> [WORK TO DO] Count how many lines in the material below contain the word "rear". Give only that number.

> [EXCERPTED RECORDS]
-------------------------

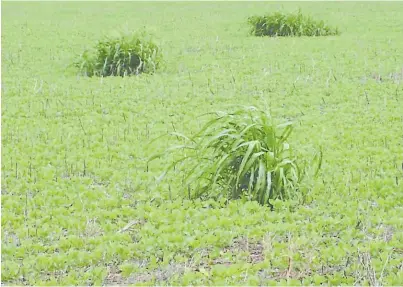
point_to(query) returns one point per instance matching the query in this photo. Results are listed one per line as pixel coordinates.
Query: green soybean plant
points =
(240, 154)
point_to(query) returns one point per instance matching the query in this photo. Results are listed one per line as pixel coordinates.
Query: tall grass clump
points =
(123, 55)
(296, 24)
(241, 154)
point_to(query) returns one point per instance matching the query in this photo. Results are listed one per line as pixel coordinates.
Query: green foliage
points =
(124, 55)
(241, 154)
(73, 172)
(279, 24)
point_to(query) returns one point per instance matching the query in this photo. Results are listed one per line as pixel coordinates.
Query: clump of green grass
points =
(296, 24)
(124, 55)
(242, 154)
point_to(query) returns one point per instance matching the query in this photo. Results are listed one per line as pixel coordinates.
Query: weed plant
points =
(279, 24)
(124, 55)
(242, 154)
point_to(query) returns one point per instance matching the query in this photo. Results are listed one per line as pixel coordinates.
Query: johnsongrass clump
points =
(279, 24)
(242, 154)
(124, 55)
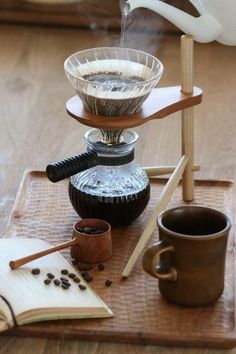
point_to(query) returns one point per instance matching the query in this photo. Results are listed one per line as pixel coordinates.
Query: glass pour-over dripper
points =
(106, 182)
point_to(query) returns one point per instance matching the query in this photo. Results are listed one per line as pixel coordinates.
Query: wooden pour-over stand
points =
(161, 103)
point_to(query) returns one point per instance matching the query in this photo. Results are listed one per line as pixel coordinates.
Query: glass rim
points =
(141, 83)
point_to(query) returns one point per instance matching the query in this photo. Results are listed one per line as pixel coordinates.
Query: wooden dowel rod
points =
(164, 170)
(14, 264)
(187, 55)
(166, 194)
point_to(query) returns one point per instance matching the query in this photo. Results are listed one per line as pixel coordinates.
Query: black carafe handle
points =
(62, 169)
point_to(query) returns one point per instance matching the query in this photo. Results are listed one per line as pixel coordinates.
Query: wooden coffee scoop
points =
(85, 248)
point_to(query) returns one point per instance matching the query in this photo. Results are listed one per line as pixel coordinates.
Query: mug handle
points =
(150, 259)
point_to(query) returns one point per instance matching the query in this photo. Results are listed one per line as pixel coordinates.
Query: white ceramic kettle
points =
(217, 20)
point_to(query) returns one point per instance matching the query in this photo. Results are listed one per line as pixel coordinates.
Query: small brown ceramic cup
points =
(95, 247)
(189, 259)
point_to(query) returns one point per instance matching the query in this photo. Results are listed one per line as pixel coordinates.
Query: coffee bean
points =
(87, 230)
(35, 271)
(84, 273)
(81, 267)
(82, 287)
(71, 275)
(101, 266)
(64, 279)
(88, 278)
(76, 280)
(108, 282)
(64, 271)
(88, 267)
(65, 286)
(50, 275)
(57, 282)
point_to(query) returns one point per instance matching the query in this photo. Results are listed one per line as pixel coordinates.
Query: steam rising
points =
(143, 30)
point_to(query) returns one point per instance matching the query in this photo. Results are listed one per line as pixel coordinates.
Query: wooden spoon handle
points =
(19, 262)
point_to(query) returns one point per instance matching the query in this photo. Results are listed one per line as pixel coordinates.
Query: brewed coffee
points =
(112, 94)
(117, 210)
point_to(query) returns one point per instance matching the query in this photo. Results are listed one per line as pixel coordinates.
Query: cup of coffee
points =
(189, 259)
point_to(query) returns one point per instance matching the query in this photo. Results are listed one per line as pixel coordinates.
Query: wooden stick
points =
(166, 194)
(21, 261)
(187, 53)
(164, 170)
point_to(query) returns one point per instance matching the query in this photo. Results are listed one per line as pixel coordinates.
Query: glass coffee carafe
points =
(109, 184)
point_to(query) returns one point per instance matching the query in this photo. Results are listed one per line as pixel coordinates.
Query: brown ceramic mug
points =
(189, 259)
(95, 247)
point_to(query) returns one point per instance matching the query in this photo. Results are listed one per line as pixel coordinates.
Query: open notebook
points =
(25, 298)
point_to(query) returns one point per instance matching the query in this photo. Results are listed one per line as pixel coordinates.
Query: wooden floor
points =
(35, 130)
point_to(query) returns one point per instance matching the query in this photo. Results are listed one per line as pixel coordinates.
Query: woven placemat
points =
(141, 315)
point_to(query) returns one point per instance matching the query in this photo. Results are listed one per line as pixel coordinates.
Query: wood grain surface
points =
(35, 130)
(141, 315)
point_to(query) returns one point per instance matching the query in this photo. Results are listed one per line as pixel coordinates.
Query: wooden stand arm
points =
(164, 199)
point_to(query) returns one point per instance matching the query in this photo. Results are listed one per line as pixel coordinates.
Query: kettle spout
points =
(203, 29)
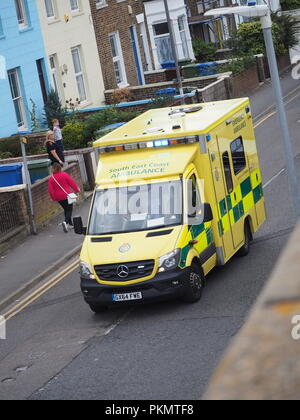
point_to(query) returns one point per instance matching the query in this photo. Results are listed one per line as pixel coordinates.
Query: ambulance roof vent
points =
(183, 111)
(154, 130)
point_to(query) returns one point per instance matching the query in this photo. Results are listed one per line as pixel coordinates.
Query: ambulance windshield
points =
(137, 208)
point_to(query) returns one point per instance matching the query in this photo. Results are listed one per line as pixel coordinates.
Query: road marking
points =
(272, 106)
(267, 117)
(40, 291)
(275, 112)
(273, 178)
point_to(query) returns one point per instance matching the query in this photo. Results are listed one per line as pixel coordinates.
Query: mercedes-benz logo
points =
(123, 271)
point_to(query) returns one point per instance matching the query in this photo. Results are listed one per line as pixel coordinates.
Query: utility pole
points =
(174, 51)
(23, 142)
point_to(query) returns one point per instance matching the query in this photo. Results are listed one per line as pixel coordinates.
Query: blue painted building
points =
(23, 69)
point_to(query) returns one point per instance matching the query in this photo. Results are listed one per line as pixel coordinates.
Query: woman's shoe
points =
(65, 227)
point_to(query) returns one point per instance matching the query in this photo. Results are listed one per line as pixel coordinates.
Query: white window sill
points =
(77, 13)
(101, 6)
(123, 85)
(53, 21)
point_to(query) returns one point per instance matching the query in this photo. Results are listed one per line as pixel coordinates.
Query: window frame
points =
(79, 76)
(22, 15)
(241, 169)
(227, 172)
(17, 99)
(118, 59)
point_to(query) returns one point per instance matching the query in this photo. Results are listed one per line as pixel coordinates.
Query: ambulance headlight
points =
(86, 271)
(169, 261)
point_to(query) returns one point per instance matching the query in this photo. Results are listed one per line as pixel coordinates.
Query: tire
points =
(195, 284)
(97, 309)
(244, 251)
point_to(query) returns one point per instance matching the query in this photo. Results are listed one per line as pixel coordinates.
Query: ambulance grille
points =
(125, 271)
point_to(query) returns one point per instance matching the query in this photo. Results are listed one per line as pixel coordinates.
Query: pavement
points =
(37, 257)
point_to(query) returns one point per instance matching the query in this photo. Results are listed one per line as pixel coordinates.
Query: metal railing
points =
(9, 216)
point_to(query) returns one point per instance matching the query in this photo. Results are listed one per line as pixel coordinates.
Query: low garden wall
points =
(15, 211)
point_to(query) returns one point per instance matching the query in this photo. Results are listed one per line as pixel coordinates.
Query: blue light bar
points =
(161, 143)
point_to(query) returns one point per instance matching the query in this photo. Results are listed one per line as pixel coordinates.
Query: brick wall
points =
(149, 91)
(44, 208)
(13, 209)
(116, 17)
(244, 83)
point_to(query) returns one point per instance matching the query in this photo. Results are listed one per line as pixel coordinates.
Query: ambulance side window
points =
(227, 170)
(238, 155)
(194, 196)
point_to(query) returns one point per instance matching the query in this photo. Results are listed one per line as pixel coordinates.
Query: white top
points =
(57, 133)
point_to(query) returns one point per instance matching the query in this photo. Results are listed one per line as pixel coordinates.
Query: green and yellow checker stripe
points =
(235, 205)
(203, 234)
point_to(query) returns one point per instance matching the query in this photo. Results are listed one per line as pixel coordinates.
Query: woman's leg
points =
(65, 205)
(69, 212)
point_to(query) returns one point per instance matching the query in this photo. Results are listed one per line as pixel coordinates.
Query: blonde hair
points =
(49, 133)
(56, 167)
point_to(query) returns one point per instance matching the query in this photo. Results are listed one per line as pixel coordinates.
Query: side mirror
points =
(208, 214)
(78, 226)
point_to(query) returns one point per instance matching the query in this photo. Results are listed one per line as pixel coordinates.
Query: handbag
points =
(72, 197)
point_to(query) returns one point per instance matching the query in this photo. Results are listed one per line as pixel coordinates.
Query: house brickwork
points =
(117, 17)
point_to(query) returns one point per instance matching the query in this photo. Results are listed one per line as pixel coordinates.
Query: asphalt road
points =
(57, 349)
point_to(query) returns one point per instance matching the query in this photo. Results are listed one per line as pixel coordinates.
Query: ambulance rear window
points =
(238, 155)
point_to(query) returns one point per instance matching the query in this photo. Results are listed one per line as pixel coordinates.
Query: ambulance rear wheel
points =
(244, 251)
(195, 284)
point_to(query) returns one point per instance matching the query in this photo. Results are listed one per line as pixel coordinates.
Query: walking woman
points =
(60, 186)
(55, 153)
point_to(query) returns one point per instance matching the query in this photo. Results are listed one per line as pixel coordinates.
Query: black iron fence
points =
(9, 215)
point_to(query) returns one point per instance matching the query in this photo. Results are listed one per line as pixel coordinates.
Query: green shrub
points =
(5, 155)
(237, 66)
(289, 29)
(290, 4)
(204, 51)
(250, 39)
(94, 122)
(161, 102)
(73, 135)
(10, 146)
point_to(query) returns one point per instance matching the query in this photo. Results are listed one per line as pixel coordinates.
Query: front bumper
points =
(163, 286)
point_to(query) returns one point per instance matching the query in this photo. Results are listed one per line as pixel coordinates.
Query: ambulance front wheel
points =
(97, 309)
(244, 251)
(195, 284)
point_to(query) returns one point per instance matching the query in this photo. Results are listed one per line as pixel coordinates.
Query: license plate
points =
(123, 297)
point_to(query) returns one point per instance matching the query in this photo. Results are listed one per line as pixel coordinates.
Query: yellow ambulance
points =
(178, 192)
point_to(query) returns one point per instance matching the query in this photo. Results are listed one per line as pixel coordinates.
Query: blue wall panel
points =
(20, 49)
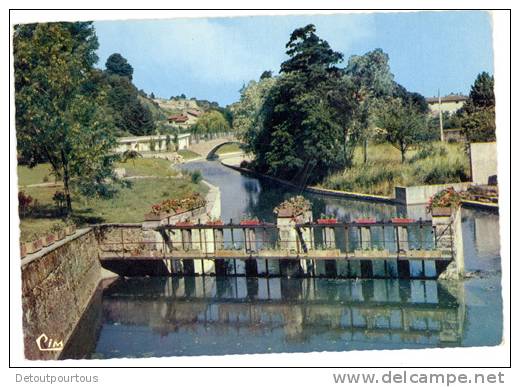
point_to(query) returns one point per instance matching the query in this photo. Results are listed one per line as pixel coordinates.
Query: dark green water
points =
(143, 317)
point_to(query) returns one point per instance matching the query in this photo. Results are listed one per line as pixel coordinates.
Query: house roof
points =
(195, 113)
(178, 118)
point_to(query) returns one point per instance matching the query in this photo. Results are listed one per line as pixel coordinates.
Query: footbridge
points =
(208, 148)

-------------------------

> [EXERCISE RESULT] 2